- _QUÉ HACER_
¿Puedes reescribir como una lista breve el párrafo del fragmento de abajo que empieza «En las notas de Mann», conservando sus datos principales?

- _FRAGMENTO DADO_
En las notas de Mann, las que propiciaron algo de su obra publicada, habrá otras novelas ocultas, invisibles. Me pregunto si en mis notas (ahora escribo en el móvil, ese es mi cuadernito rojo de anillas y pasta dura) estará mi novela. Trata de algo que no alcanzo a comprender, pero sé que tendrá sentido y hablaré de ella a tres amigos. Uno escribe para tres amigos. A veces poemas o cuentitos o una novela.

- _LISTADO PROPORCIONADO_
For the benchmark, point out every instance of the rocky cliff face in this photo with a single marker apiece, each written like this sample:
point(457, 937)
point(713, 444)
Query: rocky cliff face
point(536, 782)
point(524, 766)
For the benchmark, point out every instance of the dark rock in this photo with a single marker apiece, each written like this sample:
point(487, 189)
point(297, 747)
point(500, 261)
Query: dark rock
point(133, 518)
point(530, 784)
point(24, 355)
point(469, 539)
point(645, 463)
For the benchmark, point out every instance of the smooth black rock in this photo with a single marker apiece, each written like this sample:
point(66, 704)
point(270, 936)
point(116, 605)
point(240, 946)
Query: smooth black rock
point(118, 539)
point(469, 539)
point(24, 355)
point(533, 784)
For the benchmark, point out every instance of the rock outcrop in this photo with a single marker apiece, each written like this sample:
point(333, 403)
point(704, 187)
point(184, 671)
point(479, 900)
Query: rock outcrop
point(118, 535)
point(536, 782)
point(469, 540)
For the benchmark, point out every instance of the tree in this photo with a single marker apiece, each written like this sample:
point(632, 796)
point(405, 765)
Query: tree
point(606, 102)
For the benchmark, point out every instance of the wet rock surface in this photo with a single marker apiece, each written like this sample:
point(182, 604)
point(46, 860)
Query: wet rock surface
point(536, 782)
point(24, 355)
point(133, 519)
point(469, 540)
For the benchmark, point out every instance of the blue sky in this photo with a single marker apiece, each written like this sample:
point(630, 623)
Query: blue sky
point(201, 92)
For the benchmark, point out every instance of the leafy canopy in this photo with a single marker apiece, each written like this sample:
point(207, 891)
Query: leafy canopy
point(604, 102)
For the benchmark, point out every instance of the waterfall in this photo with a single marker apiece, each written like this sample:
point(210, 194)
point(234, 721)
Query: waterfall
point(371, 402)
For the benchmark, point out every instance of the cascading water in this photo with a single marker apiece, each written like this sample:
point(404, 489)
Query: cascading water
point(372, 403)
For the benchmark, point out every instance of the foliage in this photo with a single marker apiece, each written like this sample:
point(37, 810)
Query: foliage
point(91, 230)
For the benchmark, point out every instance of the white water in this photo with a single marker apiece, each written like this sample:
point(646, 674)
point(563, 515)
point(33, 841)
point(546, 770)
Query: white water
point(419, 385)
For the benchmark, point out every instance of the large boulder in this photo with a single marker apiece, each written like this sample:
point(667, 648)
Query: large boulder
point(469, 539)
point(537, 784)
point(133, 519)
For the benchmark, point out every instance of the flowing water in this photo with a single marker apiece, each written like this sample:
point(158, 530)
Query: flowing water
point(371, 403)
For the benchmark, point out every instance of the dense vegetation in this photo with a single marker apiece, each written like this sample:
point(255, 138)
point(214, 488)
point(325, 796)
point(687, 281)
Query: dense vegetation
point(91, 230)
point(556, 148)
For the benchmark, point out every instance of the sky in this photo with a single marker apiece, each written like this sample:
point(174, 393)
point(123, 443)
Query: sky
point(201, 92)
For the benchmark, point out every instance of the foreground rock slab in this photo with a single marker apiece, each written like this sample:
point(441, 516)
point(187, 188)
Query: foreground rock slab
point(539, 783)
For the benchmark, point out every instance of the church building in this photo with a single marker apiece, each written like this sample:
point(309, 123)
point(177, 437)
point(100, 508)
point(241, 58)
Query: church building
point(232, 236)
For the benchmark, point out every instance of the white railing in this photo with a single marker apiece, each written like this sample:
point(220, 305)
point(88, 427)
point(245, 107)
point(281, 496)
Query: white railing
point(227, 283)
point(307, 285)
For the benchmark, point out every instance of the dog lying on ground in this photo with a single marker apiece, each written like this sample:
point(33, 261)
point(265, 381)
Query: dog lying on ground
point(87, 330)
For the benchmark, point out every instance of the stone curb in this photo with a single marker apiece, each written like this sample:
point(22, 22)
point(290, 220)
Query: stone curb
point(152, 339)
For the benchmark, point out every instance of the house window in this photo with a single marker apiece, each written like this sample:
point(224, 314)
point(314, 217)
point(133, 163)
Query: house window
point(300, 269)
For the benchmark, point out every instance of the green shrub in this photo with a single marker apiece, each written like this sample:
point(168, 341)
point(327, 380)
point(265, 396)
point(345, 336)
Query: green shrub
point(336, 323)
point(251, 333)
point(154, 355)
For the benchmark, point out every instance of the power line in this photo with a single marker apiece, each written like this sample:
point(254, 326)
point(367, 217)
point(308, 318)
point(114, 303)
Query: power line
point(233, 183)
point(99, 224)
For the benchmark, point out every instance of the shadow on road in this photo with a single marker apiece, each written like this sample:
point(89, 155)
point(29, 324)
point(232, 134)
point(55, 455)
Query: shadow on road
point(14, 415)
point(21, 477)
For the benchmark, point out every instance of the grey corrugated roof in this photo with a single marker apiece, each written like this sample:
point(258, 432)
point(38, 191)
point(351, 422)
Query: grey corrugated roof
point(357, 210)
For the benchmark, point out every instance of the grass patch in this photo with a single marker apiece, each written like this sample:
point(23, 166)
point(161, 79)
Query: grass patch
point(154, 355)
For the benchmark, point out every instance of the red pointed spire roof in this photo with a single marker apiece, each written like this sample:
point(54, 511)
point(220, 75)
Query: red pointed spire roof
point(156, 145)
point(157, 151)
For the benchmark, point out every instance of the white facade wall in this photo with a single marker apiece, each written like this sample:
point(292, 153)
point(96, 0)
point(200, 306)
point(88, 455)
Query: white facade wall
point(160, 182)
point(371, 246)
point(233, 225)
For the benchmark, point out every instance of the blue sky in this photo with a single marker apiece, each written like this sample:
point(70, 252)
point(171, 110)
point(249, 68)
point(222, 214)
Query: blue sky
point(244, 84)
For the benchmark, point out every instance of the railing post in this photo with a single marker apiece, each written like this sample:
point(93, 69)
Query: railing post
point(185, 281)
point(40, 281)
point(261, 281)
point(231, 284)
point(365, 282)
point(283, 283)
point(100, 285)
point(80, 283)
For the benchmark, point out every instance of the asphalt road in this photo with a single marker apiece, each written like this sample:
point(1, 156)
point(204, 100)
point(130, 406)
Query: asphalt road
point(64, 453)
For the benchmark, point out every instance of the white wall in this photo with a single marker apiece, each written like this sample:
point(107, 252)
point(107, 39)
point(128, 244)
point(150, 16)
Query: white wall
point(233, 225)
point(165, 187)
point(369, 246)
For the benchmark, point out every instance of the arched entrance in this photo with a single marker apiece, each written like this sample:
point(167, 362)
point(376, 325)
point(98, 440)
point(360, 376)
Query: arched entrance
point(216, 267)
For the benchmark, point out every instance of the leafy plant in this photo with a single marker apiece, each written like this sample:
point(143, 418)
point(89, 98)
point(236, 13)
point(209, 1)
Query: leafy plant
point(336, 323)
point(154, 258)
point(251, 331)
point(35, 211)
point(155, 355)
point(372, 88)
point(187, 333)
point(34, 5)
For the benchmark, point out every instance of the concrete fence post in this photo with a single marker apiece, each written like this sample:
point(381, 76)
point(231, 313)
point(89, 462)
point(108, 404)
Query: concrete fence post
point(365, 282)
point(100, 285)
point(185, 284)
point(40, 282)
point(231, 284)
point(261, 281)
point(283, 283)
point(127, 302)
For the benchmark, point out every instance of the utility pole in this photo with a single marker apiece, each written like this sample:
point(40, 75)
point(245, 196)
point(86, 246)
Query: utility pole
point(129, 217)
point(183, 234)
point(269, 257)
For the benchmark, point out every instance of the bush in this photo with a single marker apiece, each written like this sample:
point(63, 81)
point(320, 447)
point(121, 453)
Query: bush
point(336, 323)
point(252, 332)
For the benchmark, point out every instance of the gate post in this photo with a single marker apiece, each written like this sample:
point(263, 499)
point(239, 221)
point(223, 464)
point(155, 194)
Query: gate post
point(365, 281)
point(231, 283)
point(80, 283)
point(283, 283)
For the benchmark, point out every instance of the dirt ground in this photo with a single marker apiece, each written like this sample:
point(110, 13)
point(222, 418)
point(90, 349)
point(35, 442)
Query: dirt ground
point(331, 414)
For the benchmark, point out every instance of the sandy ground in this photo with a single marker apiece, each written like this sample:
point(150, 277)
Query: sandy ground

- _SOLUCIÓN DEL EJERCICIO_
- Las notas de Mann, que dieron pie a parte de su obra publicada, guardarían otras novelas ocultas e invisibles.
- Quien escribe se pregunta si en sus propias notas estará su novela. Ahora las toma en el móvil, que es su «cuadernito rojo de anillas y pasta dura».
- Esa novela trata de algo que aún no alcanza a comprender, pero sabe que tendrá sentido y que hablará de ella a tres amigos.
- Uno escribe para tres amigos: a veces poemas, cuentitos o una novela.